→ **Stated problem**: Please recast the lines as a Markdown table with the columns "Row" and "Text", starting at the line that has "Draw the outline of every instance of the framed" and stopping after the line that has "M104 75L71 70L71 93L104 96Z". Skip blank lines and leave the pictures out.
• • •
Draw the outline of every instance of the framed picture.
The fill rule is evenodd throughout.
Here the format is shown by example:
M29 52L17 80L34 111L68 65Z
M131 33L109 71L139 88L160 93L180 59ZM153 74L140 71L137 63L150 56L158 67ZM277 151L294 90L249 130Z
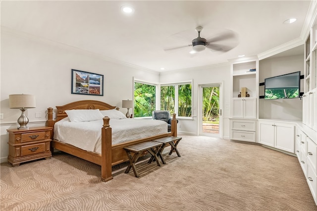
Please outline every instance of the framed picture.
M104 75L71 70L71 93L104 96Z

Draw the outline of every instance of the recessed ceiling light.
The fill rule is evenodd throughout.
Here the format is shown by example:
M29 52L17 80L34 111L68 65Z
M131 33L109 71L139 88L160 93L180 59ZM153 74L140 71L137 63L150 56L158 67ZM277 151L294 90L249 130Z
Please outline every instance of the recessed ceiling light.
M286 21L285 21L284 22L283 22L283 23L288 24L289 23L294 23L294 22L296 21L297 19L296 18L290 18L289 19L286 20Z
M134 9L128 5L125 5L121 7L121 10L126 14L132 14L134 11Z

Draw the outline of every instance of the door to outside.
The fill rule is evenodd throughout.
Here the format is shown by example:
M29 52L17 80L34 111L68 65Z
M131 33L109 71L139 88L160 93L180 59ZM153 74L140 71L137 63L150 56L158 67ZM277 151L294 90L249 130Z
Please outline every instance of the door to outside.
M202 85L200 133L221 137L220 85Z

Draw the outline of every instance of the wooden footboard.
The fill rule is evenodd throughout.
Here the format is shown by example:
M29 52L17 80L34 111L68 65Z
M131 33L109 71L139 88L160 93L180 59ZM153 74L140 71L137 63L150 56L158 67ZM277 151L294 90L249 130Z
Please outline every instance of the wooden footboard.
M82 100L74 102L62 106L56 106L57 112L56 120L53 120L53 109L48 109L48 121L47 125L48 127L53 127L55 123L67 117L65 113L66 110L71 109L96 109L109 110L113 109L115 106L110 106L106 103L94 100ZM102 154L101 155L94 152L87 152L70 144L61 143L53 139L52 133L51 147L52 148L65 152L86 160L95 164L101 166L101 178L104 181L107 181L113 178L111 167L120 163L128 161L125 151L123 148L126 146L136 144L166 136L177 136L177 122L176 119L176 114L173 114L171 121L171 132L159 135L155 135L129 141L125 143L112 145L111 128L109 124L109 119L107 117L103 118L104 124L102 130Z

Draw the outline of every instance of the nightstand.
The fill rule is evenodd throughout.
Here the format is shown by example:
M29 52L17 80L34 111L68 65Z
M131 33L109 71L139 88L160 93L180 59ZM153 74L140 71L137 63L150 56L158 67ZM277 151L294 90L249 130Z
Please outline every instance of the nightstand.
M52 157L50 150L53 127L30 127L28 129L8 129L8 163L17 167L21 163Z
• • •
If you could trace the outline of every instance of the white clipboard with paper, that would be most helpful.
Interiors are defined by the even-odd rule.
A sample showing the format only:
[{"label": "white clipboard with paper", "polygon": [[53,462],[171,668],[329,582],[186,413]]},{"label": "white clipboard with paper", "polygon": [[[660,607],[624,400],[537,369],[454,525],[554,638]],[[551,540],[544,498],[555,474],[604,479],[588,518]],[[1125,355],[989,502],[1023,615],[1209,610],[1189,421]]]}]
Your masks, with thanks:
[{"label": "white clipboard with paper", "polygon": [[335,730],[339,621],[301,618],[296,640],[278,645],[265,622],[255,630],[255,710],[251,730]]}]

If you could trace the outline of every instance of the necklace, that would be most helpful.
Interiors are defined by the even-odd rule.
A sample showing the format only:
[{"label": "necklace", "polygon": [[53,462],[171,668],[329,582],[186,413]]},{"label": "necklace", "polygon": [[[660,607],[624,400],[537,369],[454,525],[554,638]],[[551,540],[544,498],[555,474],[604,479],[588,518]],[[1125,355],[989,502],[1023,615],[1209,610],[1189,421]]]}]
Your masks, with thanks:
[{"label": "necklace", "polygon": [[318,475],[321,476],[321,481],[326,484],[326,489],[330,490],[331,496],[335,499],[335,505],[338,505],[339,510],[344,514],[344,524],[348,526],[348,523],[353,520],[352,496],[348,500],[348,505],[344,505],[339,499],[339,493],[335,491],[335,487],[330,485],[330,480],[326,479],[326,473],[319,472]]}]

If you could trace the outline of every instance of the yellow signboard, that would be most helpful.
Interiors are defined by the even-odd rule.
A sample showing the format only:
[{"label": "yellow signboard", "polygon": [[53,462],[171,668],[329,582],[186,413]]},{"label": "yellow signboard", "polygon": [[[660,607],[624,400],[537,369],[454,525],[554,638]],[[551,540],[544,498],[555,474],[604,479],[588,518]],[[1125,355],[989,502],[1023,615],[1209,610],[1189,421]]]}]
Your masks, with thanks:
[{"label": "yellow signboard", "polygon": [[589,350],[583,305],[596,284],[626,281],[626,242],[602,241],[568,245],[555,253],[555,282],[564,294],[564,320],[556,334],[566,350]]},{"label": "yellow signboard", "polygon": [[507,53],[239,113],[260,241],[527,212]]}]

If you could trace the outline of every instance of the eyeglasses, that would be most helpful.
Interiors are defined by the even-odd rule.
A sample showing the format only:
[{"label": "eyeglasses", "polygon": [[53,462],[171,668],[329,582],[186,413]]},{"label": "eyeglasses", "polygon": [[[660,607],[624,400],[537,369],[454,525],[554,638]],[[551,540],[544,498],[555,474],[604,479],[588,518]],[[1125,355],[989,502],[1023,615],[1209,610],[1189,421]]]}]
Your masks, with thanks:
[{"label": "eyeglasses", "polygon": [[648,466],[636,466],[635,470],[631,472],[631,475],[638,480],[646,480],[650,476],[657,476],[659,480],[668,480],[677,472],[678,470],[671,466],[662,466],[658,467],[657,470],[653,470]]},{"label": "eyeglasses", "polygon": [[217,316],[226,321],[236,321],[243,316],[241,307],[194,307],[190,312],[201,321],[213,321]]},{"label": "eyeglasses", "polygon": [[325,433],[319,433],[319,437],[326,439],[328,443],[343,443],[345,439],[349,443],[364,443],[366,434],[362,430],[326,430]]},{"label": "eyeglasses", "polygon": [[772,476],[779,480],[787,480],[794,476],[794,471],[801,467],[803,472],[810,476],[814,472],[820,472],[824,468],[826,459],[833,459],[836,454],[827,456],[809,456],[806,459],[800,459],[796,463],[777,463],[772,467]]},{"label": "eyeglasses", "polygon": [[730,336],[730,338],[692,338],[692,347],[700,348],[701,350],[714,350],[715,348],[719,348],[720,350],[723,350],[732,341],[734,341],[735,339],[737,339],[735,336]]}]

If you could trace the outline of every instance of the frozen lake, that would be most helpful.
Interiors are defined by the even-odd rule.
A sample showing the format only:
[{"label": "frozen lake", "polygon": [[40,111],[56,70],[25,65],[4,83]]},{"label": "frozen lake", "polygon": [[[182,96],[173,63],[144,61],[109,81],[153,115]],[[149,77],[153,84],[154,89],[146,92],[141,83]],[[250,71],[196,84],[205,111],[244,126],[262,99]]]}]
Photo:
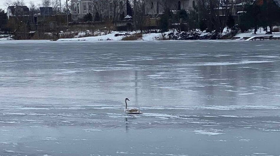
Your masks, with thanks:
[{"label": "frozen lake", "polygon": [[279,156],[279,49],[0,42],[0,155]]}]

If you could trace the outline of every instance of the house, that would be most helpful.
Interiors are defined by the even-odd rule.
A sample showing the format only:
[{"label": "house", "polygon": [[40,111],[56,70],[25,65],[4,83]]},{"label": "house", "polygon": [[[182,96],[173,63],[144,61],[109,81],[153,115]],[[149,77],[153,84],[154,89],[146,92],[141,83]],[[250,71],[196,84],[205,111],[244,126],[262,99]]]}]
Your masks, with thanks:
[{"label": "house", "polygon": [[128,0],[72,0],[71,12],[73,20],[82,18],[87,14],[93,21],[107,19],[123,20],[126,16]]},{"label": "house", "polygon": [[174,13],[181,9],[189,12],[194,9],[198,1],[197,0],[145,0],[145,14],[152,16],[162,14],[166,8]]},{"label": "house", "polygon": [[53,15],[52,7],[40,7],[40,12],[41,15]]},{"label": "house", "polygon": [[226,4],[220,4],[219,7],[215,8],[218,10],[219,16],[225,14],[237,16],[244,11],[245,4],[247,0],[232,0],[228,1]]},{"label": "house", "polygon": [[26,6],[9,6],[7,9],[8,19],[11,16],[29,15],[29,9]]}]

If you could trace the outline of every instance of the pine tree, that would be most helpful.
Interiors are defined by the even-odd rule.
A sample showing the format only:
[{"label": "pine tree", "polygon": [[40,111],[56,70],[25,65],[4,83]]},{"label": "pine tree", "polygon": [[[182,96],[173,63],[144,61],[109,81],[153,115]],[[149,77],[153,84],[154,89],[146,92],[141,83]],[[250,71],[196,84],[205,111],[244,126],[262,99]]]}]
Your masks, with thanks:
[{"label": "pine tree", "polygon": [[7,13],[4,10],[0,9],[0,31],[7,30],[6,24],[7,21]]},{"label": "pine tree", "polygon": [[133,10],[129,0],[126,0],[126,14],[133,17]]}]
• • •
→ **Written solution**:
| Row | Text |
|---|---|
| 1 | Draw the outline of every instance of the framed picture. |
| 2 | The fill rule is evenodd throughout. |
| 3 | Here the format is shown by example: |
| 4 | M29 52L17 80L34 111L68 65Z |
| 5 | M131 33L109 71L139 88L160 93L180 59ZM153 74L140 71L137 63L150 56L158 67ZM277 151L294 90L249 130Z |
| 6 | Please outline every instance of the framed picture. |
| 7 | M104 75L71 70L71 93L104 96Z |